Pick out every line in the entries below that contains the word "blue", and copy each of those lines in full.

**LISTING:**
..........

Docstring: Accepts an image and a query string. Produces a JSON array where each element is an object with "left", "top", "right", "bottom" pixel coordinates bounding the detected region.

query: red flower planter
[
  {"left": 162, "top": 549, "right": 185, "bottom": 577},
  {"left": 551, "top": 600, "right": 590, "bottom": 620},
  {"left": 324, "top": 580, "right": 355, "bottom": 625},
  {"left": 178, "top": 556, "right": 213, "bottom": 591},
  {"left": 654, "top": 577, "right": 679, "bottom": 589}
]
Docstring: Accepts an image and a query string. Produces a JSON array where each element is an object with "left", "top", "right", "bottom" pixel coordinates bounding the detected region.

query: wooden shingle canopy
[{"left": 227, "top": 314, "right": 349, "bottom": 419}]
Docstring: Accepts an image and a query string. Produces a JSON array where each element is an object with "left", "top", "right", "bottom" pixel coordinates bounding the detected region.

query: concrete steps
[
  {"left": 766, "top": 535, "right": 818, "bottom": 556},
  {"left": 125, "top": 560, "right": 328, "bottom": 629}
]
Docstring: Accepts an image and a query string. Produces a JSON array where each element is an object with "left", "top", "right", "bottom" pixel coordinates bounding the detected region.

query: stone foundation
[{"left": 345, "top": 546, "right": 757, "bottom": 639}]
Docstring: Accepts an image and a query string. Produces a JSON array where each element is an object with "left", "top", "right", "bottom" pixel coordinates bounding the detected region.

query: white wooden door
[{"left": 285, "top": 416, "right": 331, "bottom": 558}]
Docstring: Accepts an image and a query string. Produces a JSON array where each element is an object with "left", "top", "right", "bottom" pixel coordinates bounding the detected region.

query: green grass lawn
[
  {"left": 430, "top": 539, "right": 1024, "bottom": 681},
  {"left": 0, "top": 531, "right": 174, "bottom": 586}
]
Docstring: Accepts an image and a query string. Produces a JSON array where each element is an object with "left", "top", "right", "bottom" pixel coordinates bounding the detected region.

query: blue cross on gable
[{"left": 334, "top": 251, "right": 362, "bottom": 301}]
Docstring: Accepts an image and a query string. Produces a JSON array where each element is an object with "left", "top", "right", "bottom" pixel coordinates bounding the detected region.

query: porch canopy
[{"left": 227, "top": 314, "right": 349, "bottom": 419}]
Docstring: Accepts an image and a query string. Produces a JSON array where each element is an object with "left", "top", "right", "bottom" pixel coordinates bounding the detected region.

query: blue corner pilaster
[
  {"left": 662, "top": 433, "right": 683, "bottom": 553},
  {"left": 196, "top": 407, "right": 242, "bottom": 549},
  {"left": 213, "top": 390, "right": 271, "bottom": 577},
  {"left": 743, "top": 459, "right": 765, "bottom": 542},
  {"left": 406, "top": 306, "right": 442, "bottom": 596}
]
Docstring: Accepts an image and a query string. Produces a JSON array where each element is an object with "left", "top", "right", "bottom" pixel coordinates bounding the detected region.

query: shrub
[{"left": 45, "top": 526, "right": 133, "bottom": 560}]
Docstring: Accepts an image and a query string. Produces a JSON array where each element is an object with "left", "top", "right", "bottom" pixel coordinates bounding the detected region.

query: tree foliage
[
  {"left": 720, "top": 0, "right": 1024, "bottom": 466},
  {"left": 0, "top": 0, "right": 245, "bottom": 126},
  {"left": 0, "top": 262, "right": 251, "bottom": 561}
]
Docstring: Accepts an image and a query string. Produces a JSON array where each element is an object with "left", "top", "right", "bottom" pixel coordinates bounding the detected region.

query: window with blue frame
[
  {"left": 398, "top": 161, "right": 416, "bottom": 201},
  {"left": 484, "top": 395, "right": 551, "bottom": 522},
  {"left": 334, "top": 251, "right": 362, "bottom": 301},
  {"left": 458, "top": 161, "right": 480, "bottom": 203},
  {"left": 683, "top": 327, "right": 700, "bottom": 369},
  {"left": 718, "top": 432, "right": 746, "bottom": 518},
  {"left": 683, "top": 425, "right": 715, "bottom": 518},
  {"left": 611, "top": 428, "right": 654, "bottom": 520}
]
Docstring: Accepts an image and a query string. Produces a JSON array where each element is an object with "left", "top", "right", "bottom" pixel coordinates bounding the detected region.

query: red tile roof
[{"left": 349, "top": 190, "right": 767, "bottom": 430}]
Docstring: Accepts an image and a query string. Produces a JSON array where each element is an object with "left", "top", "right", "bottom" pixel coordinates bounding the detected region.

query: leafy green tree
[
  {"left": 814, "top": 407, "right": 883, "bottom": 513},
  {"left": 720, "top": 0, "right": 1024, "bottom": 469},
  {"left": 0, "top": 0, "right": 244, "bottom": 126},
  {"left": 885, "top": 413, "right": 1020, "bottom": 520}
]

..........

**CORRECT RESPONSE:**
query: blue cross on gable
query: blue corner pilaster
query: window with blue frame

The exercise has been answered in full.